Reproduce every record exactly as given.

Records to process:

------

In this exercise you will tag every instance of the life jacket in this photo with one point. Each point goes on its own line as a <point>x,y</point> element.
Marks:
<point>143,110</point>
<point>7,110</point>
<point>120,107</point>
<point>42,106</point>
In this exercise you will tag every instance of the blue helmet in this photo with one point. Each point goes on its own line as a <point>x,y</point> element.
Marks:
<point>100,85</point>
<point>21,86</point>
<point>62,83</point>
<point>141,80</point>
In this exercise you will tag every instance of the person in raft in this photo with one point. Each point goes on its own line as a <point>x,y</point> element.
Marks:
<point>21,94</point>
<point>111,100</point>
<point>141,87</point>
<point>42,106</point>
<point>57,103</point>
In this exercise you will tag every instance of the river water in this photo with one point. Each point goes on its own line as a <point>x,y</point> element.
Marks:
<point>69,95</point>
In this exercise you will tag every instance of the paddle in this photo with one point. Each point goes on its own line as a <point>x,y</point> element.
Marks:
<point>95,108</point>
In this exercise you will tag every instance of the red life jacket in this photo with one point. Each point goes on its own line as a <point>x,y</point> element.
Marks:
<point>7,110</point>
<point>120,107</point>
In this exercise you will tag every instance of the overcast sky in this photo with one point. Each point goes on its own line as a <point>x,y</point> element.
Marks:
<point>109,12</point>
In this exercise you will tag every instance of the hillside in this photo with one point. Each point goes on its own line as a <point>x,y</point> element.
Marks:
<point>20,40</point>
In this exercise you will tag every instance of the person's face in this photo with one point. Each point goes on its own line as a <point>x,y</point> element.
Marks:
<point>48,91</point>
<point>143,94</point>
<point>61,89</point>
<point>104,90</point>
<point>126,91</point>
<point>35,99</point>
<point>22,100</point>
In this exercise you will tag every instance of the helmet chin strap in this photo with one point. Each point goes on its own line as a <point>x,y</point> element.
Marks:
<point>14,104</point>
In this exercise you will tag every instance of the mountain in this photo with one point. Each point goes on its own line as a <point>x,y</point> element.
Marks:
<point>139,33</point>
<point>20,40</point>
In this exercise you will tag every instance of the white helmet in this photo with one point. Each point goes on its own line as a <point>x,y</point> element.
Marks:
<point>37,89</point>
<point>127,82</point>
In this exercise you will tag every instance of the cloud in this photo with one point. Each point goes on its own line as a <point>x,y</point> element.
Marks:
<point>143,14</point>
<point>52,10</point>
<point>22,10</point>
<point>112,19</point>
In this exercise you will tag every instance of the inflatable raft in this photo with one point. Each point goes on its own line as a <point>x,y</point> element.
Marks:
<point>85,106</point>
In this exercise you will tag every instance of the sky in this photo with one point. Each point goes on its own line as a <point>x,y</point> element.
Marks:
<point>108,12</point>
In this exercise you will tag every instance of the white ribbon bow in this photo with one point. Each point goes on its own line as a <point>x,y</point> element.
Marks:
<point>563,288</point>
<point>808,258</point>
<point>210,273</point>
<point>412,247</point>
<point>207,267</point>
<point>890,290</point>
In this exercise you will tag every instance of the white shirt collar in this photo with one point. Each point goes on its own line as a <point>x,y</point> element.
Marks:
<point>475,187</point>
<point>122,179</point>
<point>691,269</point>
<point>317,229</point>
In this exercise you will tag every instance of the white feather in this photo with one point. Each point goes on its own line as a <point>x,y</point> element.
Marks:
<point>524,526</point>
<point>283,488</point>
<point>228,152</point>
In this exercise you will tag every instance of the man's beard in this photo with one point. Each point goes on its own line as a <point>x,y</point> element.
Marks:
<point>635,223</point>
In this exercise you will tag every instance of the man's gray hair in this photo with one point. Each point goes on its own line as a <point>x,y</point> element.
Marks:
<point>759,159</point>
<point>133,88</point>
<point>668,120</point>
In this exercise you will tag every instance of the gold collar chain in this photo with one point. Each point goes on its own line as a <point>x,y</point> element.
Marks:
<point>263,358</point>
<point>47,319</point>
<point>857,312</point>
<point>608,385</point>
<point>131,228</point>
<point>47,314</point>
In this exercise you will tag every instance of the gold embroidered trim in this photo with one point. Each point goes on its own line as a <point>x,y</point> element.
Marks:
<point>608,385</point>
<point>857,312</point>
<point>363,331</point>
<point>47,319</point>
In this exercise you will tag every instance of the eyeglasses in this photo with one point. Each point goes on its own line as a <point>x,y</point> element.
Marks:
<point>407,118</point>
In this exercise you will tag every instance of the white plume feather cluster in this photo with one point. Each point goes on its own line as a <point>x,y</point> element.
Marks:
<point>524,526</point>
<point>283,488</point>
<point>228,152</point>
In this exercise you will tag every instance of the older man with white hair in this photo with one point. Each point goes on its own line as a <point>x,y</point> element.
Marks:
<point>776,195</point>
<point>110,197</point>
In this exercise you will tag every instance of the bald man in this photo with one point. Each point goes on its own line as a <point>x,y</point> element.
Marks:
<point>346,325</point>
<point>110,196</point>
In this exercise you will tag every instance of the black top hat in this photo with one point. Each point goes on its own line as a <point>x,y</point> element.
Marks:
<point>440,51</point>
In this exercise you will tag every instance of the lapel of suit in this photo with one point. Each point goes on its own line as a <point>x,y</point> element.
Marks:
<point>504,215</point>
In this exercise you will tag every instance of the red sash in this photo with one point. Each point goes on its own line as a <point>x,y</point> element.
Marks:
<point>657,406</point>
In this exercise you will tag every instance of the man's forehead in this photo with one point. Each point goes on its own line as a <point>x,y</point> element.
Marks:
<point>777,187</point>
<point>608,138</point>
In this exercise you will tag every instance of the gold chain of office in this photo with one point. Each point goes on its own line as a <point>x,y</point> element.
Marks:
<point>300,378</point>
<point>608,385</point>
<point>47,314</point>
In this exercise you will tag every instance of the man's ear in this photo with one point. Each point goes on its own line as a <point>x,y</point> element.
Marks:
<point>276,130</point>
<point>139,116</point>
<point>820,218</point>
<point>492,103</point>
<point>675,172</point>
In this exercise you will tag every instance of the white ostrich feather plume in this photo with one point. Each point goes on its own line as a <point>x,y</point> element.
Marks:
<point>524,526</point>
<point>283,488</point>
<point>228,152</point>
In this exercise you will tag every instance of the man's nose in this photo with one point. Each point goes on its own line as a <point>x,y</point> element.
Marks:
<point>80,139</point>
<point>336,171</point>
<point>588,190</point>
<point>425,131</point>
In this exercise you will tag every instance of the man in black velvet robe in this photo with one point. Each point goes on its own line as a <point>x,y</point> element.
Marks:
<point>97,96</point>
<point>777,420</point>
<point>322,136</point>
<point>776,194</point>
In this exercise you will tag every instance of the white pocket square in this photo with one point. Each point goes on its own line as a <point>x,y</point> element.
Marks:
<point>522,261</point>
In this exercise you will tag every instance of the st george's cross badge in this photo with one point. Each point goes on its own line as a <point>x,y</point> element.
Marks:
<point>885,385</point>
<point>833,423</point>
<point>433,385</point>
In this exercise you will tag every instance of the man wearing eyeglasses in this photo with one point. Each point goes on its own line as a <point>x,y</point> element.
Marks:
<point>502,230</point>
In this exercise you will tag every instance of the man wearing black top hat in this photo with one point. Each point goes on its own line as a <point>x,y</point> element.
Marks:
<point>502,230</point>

------

Solution to the problem:
In this exercise you will tag every instance of the life jacket in this photo with one point. Each point goes on its own line as a <point>x,y</point> element.
Marks:
<point>143,110</point>
<point>7,110</point>
<point>120,107</point>
<point>42,106</point>
In this exercise you will tag every instance of the blue helmet in this photo with one point. Each point goes on its own line as a <point>x,y</point> element.
Marks:
<point>100,85</point>
<point>21,86</point>
<point>62,83</point>
<point>141,80</point>
In this exercise you will tag every instance of the person in raft in this photo with one point. Each point goes on its own line as a <point>x,y</point> element.
Marks:
<point>21,94</point>
<point>111,100</point>
<point>141,87</point>
<point>42,106</point>
<point>57,103</point>
In this exercise you will tag every instance of the river water in this photo with one point. Each point goes on its own line as a <point>x,y</point> element.
Marks:
<point>69,95</point>
In this exercise you will tag every instance of the paddle in this photo with one point. Each point goes on its own line as a <point>x,y</point> element.
Marks:
<point>95,108</point>
In this exercise you will tag every instance of the red life jacket in this photo with one point. Each point goes on its own line as a <point>x,y</point> element.
Marks:
<point>7,110</point>
<point>120,107</point>
In this exercise you will tag every instance of the overcast sky in this photo with one point. Each point goes on its own line as a <point>x,y</point> element.
Marks:
<point>109,12</point>
In this exercise you will tag every instance of the hillside in this photo with one point. Each point goes on its own line as a <point>x,y</point> element.
Marks:
<point>20,40</point>
In this exercise you will tag every instance of the person's face in this photo with one point. Each point goes on its own line as a <point>x,y</point> element.
Marks:
<point>48,91</point>
<point>143,94</point>
<point>61,89</point>
<point>104,90</point>
<point>126,91</point>
<point>35,99</point>
<point>22,100</point>
In this exercise you will tag every instance of the helmet chin strap in this photo with one point. Each point goes on its own line as a <point>x,y</point> element.
Marks:
<point>14,104</point>
In this exercise you will tag every instance of the mountain in this photo with one point. Each point goes on its own line as a <point>x,y</point> element.
Marks:
<point>139,33</point>
<point>20,40</point>
In this exercise you will tag every instance of the white helmet in this photo with one point. Each point goes on its own line as a <point>x,y</point> element.
Marks:
<point>37,89</point>
<point>127,82</point>
In this exercise you will tag every instance of the cloud in this photo with one point. Each point goes on its own line as a <point>x,y</point> element.
Marks:
<point>143,14</point>
<point>52,10</point>
<point>22,10</point>
<point>112,19</point>
In this exercise you will tag every instance of the inflatable raft in this photo with one point. Each point goes on its own line as a <point>x,y</point> element.
Marks:
<point>85,106</point>
In this exercise you will tag every instance of the sky in this photo with one point. Each point goes on its own line as a <point>x,y</point> element.
Marks:
<point>108,12</point>
In this exercise you will tag every instance of the white ribbon bow in this photo with one point. Each point goes on its own line as a <point>x,y</point> element.
Marks:
<point>563,288</point>
<point>808,258</point>
<point>210,273</point>
<point>412,247</point>
<point>207,267</point>
<point>890,290</point>
In this exercise you will tag every instance of the white shirt collar in this photo with one point. Each point goes on its own line as a <point>x,y</point> element.
Marks:
<point>475,187</point>
<point>122,179</point>
<point>691,269</point>
<point>317,229</point>
In this exercise you will tag every instance of the white feather in this photo with one point. Each point goes on its own line as a <point>x,y</point> element.
Marks:
<point>524,526</point>
<point>283,488</point>
<point>228,152</point>
In this exercise you will tag every instance of the man's beard in this photo with one point. Each point goes on its own line as a <point>x,y</point> element.
Marks:
<point>635,223</point>
In this exercise you will tag every instance of the man's gray hair in this photo with one point. Each point goes on its own line as a <point>x,y</point> element.
Marks:
<point>759,159</point>
<point>133,88</point>
<point>668,120</point>
In this exercise you will tag every instance of the gold collar chain in this photo with one point. Each point goes on its own line as a <point>x,y</point> element.
Marks:
<point>263,358</point>
<point>47,319</point>
<point>857,312</point>
<point>608,385</point>
<point>131,228</point>
<point>47,314</point>
In this exercise you will tag every instance of the gold embroidered trim in this photo with one point. Each point goes on its own line as a <point>x,y</point> element.
Marks:
<point>608,385</point>
<point>857,312</point>
<point>363,331</point>
<point>47,319</point>
In this exercise you will tag every instance of the eyeglasses in this photo with one point. Each point goes on its own line as a <point>x,y</point> element.
Marks:
<point>407,118</point>
In this exercise you will tag every instance of the white plume feather cluster in this photo with one point. Each point goes on its own line as a <point>x,y</point> element.
Marks:
<point>524,526</point>
<point>283,488</point>
<point>228,152</point>
In this exercise you will tag every instance of the older man with white hair in this photo with one point. Each point goes on its own line as a <point>x,y</point> element.
Marks:
<point>776,195</point>
<point>110,197</point>
In this exercise you will tag every instance of the bald man in this photo with one point. Each point goes on its own line as a <point>x,y</point> element.
Marks:
<point>346,325</point>
<point>110,196</point>
In this exercise you will tag every instance of the black top hat in this photo with one point. Each point goes on its own line as a <point>x,y</point> element.
Marks:
<point>440,51</point>
In this exercise you will tag every instance of the lapel of suit in this photo with one point. Each point goes on its own line as a <point>x,y</point> element.
Marks:
<point>504,215</point>
In this exercise you will tag every instance of the red sash in this photo with one point. Each point goes on its own line as a <point>x,y</point> element.
Marks:
<point>657,406</point>
In this exercise you will tag every instance of the man's forehead in this photo with one point. Each point goes on its own line as a <point>x,y</point> element.
Marks:
<point>777,187</point>
<point>608,138</point>
In this exercise you will tag every instance of the gold chain of office in this photo with one point. Each point goes on its own line as a <point>x,y</point> element.
Marks:
<point>300,378</point>
<point>608,385</point>
<point>47,314</point>
In this exercise you will tag every instance of the man's ear in this photo with one point. Each point goes on its own line as a <point>x,y</point> element.
Marks:
<point>276,130</point>
<point>139,116</point>
<point>820,218</point>
<point>492,103</point>
<point>675,172</point>
In this exercise you will tag every instance of the white ostrich feather plume in this photo with one point. Each point goes on its own line as a <point>x,y</point> element.
Marks:
<point>524,526</point>
<point>283,488</point>
<point>228,152</point>
In this exercise you will tag every instance of the man's nose in this photo with one point. Each point goes on its own line as a <point>x,y</point> element.
Marks:
<point>80,139</point>
<point>336,171</point>
<point>588,190</point>
<point>425,131</point>
In this exercise you will tag every instance of the man in black velvet robe in this photo with one point. Each point goes on its own line as a <point>x,y</point> element.
Marks:
<point>97,96</point>
<point>777,420</point>
<point>322,136</point>
<point>776,194</point>
In this exercise you will tag every instance of the white pocket square in this photo with one point. Each point goes on its own line as a <point>x,y</point> element.
Marks:
<point>522,261</point>
In this exercise you will tag every instance of the st george's cross badge in this photo with one point. Each point goes on its own line as a <point>x,y</point> element.
Marks:
<point>885,385</point>
<point>833,423</point>
<point>433,385</point>
In this exercise you will tag every instance of the man wearing eyeglasses in this photo with one point. Each point goes on its own line as a <point>x,y</point> element.
Marks:
<point>502,230</point>
In this exercise you will tag every instance of the man wearing black top hat in this photo with one point. Each point goes on its own line as a <point>x,y</point> element.
Marks:
<point>502,230</point>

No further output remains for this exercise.